The task: Rewrite the data below, from the line containing "Draw the outline of every instance of the orange" through the line containing "Please outline every instance of the orange", inclusive, as a JSON list of strings with one string per line and blank lines omitted.

Data records:

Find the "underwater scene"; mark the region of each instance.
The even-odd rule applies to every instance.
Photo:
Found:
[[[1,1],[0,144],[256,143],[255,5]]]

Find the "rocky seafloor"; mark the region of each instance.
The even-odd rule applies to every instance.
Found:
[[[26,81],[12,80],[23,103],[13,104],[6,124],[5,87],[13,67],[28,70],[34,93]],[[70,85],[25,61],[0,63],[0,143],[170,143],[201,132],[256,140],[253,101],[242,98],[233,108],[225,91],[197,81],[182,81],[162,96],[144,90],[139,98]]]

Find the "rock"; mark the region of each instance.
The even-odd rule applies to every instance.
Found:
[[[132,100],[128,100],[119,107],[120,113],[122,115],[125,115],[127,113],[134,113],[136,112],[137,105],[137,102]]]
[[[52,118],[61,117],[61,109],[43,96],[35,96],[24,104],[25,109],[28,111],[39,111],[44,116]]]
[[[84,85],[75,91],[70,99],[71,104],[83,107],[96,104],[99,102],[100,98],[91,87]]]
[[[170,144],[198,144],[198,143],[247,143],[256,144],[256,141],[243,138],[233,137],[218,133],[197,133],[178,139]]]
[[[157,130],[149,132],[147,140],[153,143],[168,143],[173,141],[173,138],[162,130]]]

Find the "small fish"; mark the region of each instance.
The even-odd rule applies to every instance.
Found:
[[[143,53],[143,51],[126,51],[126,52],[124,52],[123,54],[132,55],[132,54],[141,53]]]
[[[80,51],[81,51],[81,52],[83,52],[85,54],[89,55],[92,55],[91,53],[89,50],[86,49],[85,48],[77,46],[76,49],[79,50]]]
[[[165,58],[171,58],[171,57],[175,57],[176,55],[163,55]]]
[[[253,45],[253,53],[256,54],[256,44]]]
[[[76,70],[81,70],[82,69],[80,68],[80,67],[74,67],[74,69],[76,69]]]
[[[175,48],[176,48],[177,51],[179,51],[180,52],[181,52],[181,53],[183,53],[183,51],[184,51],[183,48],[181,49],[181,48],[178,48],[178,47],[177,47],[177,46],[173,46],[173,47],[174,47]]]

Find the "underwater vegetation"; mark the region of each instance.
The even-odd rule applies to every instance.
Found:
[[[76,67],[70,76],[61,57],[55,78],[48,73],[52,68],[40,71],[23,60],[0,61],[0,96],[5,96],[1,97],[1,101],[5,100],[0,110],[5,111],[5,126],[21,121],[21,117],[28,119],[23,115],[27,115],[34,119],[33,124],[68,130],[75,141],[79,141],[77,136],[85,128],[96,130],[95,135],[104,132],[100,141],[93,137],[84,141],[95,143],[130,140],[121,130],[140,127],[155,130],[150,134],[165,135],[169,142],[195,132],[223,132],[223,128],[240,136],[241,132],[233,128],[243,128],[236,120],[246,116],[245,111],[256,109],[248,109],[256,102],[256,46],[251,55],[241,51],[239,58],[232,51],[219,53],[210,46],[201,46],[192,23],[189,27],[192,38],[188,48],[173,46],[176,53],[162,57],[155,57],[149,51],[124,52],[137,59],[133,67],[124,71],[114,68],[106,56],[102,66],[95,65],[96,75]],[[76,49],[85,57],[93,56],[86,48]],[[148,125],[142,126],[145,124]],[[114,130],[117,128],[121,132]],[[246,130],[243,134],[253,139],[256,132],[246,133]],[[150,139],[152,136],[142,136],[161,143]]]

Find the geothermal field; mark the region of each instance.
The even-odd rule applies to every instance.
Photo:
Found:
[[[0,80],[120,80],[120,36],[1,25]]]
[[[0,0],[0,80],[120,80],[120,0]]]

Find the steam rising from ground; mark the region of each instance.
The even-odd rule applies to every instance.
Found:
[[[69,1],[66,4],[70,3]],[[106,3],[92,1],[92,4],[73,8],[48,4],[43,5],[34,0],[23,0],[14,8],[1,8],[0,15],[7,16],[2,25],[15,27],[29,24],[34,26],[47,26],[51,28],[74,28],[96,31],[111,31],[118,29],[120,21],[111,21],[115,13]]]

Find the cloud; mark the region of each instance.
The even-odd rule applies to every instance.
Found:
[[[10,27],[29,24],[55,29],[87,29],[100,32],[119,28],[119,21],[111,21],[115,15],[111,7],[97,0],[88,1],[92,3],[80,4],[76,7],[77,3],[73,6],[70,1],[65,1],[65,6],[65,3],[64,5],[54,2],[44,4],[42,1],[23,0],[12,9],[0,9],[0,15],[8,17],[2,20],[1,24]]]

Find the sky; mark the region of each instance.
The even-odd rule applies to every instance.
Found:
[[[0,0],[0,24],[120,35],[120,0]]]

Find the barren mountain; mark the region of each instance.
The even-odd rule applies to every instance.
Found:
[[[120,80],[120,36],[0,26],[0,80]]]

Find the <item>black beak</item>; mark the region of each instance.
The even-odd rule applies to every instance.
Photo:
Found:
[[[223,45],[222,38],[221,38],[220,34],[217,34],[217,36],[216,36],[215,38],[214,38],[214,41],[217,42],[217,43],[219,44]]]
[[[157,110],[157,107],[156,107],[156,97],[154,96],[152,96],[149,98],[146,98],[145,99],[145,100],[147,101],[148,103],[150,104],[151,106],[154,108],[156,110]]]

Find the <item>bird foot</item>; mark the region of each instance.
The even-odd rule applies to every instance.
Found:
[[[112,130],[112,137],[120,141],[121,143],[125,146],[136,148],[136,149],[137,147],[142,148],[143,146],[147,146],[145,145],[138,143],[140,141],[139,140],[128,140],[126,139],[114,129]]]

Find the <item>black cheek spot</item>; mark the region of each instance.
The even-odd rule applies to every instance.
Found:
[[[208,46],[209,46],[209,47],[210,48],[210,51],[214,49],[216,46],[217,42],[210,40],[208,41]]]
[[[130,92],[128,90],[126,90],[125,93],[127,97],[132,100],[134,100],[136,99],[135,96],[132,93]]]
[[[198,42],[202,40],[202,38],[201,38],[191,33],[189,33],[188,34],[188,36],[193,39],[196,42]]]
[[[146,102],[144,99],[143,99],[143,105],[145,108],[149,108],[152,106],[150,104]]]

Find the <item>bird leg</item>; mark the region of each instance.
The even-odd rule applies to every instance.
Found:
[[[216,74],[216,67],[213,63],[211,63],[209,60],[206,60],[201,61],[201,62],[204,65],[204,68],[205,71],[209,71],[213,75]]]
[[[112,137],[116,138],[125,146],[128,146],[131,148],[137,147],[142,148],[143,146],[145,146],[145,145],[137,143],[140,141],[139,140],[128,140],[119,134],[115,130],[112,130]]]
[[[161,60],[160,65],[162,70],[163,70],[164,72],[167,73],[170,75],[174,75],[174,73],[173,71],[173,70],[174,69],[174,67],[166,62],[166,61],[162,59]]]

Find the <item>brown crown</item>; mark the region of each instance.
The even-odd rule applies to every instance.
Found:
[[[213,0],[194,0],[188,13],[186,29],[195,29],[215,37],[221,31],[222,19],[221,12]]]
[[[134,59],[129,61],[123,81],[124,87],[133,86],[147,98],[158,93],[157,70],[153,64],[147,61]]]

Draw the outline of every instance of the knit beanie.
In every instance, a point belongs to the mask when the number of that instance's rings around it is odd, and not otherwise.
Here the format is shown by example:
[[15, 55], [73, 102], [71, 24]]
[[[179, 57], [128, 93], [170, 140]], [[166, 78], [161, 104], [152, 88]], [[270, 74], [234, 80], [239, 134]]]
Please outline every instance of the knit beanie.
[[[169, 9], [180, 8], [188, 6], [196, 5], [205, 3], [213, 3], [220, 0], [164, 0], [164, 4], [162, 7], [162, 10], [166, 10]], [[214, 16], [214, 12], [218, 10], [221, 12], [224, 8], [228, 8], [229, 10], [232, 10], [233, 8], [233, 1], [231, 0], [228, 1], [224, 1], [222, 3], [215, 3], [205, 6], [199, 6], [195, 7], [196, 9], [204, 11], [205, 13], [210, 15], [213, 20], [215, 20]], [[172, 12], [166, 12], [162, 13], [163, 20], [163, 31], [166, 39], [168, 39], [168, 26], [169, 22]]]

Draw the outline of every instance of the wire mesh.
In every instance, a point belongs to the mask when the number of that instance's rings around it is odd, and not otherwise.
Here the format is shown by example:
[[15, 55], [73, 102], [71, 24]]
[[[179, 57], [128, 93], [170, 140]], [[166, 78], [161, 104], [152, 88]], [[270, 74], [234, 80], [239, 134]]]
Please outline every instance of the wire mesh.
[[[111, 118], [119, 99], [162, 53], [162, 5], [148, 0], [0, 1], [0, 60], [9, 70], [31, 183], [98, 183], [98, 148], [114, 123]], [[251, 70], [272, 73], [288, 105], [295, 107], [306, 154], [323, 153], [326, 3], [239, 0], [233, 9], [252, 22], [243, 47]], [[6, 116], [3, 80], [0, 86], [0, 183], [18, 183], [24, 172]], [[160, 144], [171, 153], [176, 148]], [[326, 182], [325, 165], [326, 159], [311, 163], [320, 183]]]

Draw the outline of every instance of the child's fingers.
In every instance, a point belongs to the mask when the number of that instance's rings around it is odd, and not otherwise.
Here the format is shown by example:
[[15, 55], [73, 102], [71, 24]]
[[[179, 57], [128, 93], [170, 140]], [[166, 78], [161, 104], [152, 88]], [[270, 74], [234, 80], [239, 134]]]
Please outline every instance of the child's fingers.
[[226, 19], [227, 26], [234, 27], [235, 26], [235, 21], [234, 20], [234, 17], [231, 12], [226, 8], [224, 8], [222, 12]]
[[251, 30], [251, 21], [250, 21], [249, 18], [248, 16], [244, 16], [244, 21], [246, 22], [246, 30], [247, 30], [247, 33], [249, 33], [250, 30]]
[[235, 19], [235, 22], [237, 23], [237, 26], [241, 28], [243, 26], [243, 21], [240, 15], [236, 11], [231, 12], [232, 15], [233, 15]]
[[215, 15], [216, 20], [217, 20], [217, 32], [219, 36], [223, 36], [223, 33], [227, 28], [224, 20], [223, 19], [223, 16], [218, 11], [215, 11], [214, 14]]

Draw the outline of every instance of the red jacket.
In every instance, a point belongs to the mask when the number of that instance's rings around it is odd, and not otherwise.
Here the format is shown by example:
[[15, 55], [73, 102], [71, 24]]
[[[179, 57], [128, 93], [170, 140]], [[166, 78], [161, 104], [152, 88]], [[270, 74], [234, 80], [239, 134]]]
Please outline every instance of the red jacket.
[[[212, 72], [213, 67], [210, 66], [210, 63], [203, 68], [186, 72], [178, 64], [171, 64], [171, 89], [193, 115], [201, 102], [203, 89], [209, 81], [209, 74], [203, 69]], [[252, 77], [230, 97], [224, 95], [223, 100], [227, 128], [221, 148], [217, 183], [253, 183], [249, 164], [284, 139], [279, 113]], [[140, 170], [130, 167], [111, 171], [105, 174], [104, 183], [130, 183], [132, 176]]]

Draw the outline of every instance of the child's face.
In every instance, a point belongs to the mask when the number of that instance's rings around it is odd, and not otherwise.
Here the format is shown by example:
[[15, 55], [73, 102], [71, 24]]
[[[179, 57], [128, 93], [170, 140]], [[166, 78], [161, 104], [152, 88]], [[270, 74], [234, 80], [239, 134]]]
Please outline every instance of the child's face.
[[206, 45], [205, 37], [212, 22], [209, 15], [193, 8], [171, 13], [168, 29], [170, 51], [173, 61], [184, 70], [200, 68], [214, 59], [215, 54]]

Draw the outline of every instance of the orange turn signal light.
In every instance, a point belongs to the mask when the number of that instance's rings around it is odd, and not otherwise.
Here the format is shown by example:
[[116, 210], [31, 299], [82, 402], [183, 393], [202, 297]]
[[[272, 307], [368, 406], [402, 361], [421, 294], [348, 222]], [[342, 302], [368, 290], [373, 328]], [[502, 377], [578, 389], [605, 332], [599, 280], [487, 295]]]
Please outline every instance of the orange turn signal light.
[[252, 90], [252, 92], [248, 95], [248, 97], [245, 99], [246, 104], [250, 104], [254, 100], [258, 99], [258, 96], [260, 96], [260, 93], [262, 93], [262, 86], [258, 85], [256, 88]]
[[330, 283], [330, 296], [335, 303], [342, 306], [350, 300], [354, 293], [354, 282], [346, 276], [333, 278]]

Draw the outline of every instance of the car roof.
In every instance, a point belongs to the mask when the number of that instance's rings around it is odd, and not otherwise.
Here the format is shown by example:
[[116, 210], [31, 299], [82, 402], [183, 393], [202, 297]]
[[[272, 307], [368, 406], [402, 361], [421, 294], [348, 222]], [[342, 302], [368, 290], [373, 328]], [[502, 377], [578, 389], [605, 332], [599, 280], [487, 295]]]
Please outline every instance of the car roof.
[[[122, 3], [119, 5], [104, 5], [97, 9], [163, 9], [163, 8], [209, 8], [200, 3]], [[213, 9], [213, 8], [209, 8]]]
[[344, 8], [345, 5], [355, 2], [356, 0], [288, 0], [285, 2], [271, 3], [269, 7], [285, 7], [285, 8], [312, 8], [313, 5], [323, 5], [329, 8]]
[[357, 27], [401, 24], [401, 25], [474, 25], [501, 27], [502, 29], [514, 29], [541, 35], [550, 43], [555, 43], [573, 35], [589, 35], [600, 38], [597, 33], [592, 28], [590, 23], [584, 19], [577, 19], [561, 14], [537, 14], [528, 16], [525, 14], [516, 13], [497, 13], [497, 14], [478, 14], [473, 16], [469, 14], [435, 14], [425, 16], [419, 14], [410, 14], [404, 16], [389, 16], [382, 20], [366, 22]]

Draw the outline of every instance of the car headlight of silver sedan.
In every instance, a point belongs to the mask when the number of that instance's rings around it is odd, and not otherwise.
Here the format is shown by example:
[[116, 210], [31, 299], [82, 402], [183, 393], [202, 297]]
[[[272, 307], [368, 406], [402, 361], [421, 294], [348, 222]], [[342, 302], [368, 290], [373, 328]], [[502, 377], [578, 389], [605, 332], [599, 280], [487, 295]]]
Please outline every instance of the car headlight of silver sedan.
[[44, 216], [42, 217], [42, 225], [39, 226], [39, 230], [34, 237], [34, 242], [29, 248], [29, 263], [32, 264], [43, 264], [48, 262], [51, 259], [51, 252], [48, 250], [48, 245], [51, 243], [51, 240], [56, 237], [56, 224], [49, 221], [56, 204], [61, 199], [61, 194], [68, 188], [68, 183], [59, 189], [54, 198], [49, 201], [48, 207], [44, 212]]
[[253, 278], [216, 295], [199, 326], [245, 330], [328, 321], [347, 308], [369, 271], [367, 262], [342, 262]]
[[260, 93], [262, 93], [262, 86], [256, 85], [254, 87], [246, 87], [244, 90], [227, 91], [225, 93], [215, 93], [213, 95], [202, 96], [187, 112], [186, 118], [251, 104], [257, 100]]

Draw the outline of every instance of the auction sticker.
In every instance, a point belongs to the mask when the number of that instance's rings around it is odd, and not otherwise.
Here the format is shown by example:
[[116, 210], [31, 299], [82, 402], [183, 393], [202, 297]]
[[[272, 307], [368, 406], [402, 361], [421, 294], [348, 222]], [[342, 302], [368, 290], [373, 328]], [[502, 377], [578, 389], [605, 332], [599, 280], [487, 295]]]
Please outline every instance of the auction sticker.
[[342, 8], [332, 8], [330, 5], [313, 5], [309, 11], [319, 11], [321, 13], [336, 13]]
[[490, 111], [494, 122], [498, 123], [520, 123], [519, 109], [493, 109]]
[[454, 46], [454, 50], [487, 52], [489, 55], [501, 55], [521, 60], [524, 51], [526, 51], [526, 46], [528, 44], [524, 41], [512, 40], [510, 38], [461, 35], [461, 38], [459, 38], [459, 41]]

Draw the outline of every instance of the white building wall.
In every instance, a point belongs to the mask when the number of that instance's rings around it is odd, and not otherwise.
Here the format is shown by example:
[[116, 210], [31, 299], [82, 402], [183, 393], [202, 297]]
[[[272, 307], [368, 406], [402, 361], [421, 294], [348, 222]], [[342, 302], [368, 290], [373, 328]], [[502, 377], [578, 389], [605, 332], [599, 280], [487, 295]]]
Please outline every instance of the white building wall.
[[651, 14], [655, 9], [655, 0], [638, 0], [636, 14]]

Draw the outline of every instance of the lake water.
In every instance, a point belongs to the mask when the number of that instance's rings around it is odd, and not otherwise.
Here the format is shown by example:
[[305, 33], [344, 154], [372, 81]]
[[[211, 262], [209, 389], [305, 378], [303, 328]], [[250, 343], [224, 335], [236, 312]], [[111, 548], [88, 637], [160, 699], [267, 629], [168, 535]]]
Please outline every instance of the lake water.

Response below:
[
  "Draw the outline of every instance of the orange turn signal light.",
  "In every instance, a point belongs to the mask when the number of that instance's rings around it is odd, and not otherwise.",
  "Here the format is shown by example:",
  "[[116, 210], [31, 299], [82, 402], [183, 393], [202, 297]]",
  "[[[272, 307], [368, 406], [402, 361], [421, 294], [348, 222]], [[342, 302], [368, 290], [373, 328]], [[502, 377], [578, 389], [605, 332], [599, 280], [487, 295]]]",
  "Please outline every instance of the orange turn signal light."
]